(Region labeling entries)

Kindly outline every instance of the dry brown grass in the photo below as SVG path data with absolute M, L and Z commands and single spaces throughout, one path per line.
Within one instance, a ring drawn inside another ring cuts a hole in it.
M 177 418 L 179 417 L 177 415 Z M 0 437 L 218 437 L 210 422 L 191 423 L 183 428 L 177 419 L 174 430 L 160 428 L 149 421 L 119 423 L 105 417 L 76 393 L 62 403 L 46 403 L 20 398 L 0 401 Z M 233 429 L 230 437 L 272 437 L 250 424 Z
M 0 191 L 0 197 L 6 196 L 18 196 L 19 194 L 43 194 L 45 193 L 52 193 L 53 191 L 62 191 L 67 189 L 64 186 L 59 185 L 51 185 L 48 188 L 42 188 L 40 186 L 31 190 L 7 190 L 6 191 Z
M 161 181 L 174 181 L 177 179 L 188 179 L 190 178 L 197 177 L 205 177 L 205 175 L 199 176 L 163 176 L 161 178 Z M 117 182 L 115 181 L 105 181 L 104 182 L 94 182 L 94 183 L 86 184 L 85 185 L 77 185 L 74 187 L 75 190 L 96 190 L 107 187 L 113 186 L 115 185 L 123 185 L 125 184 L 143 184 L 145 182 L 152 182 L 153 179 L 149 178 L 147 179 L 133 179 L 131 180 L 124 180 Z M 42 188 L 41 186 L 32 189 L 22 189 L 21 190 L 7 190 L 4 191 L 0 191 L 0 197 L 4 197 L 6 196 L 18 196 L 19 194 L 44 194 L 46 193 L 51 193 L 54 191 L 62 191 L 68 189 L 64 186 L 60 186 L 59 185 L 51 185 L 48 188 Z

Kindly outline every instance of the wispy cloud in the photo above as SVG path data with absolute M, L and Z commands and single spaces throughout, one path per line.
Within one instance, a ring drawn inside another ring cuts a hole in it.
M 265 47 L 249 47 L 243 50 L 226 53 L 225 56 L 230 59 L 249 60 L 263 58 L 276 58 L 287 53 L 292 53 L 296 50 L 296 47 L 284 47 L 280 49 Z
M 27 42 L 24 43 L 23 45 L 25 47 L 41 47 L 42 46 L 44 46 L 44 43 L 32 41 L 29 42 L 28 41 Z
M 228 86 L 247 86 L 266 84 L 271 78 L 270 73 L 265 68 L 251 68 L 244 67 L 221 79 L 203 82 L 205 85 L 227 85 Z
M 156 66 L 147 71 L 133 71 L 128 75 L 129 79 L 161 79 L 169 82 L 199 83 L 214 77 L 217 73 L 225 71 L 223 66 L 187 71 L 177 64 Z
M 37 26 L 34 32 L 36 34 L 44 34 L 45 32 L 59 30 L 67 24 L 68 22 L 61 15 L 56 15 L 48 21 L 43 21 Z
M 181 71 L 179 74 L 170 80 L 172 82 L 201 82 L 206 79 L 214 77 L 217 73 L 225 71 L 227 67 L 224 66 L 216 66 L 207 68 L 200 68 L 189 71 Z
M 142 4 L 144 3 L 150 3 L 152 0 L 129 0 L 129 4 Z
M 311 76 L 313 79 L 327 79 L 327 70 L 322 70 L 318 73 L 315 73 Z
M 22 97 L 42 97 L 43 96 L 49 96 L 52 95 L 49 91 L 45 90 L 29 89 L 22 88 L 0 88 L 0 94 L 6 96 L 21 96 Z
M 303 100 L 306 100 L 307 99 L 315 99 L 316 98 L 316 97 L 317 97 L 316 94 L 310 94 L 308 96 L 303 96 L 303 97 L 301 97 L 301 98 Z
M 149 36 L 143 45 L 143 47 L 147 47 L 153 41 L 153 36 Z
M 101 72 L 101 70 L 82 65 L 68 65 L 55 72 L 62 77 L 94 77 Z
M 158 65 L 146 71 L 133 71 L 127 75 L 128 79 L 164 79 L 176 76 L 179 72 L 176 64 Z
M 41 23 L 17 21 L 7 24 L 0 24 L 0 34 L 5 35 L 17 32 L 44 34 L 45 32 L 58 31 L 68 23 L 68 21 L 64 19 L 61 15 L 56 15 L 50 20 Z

**Problem description:** Rewrite every line of the items above as a Markdown table with two columns, "Row" for the row number and "Text" for the line, skipping blank lines.

**Full answer:**
| Row | Text |
|---|---|
| 1 | Kindly outline every instance of the dry brown grass in the photo below as SVG path data with absolute M, L and Z commands and single spaces throughout, one path per line. |
| 2 | Within one instance, a ring drawn inside another ring cuts a hole in it. |
| 3 | M 177 418 L 179 417 L 177 415 Z M 0 437 L 218 437 L 210 422 L 191 423 L 183 428 L 177 419 L 174 430 L 160 428 L 149 421 L 119 423 L 105 417 L 76 393 L 62 403 L 46 403 L 20 398 L 0 401 Z M 233 429 L 230 437 L 272 437 L 250 424 Z |
| 4 | M 0 191 L 0 197 L 6 196 L 18 196 L 19 194 L 43 194 L 45 193 L 52 193 L 53 191 L 62 191 L 67 189 L 64 186 L 59 185 L 51 185 L 48 188 L 42 188 L 40 186 L 31 190 L 7 190 L 6 191 Z |
| 5 | M 161 181 L 174 181 L 177 179 L 188 179 L 190 178 L 197 177 L 205 177 L 205 175 L 199 176 L 163 176 L 161 178 Z M 117 182 L 115 181 L 105 181 L 104 182 L 94 182 L 94 183 L 86 184 L 85 185 L 77 185 L 74 187 L 75 190 L 96 190 L 107 187 L 113 186 L 115 185 L 123 185 L 125 184 L 143 184 L 145 182 L 152 182 L 153 179 L 149 178 L 147 179 L 133 179 L 131 180 L 124 180 Z M 42 188 L 41 186 L 32 189 L 22 189 L 21 190 L 7 190 L 4 191 L 0 191 L 0 197 L 4 197 L 6 196 L 18 196 L 19 194 L 44 194 L 46 193 L 51 193 L 54 191 L 62 191 L 68 189 L 64 186 L 60 186 L 59 185 L 51 185 L 48 188 Z |
| 6 | Kindly outline every instance of the wispy cloud in the photo above as SVG path data with absolute M, L and Z commands and single spaces throughout, one path per line. |
| 7 | Within one instance, a ring drawn inside another ring cuts a hole in it. |
| 8 | M 265 47 L 249 47 L 243 50 L 226 53 L 225 56 L 230 59 L 249 60 L 263 58 L 276 58 L 287 53 L 292 53 L 296 50 L 296 47 L 284 47 L 280 49 Z |
| 9 | M 27 42 L 24 43 L 23 45 L 25 47 L 41 47 L 42 46 L 44 46 L 44 43 L 32 41 L 29 42 L 28 41 Z |
| 10 | M 228 86 L 247 86 L 266 84 L 271 78 L 270 73 L 265 68 L 251 68 L 244 67 L 221 79 L 203 82 L 205 85 L 227 85 Z |
| 11 | M 156 66 L 147 71 L 133 71 L 128 75 L 129 79 L 161 79 L 169 82 L 199 83 L 214 77 L 217 73 L 225 71 L 223 66 L 187 71 L 177 64 Z |
| 12 | M 37 26 L 34 32 L 36 34 L 44 34 L 45 32 L 59 30 L 67 24 L 68 22 L 61 15 L 56 15 L 48 21 L 43 21 Z |
| 13 | M 181 71 L 179 74 L 170 80 L 172 82 L 201 82 L 206 79 L 214 77 L 217 73 L 225 71 L 227 67 L 224 66 L 216 66 L 207 68 L 200 68 L 189 71 Z |
| 14 | M 142 4 L 144 3 L 150 3 L 152 0 L 129 0 L 129 4 Z |
| 15 | M 311 76 L 313 79 L 327 79 L 327 70 L 322 70 L 318 73 L 315 73 Z |
| 16 | M 22 97 L 42 97 L 43 96 L 49 96 L 52 95 L 49 91 L 45 90 L 29 89 L 22 88 L 0 88 L 0 94 L 6 96 L 21 96 Z |
| 17 | M 303 100 L 306 100 L 307 99 L 315 99 L 316 98 L 316 97 L 317 97 L 316 94 L 310 94 L 308 96 L 303 96 L 303 97 L 301 97 L 301 98 Z |
| 18 | M 149 36 L 143 45 L 143 47 L 147 47 L 153 41 L 153 36 Z |
| 19 | M 101 72 L 101 70 L 82 65 L 68 65 L 55 72 L 62 77 L 94 77 Z |
| 20 | M 158 65 L 146 71 L 133 71 L 127 75 L 128 79 L 164 79 L 176 76 L 179 72 L 176 64 Z |
| 21 | M 41 23 L 17 21 L 7 24 L 0 24 L 0 34 L 5 35 L 17 32 L 44 34 L 45 32 L 58 31 L 68 23 L 68 21 L 64 19 L 61 15 L 56 15 L 50 20 Z |